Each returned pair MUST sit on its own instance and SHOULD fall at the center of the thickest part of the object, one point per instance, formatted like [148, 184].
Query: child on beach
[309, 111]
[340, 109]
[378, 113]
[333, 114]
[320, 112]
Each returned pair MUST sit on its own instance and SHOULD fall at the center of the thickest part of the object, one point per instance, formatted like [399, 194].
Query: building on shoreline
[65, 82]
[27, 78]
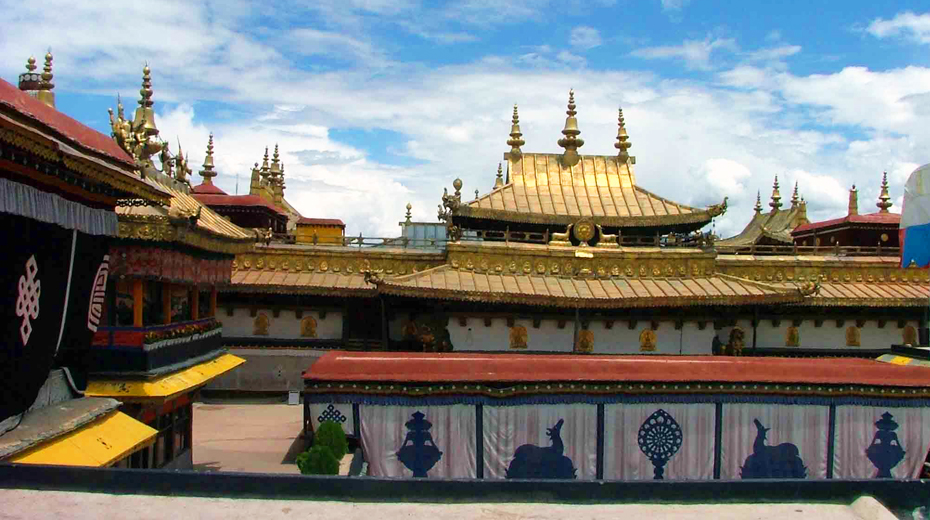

JOB: Swap "instance" for "target" throughout all the items and write them out again with nothing else changed. Omit the pictures.

EXERCISE RESPONSE:
Each returned pair MUST sit on its own target and SHOULD fall at the center of the thickest part of the object, one point per target, formatted like [148, 184].
Query: child on beach
[309, 111]
[340, 109]
[378, 113]
[333, 114]
[320, 112]
Each returned pair MUST sit on its own target and SHOULD fall at the center of the thickest part of the object, one point per target, formatted like [399, 194].
Query: building on shoreline
[65, 82]
[27, 78]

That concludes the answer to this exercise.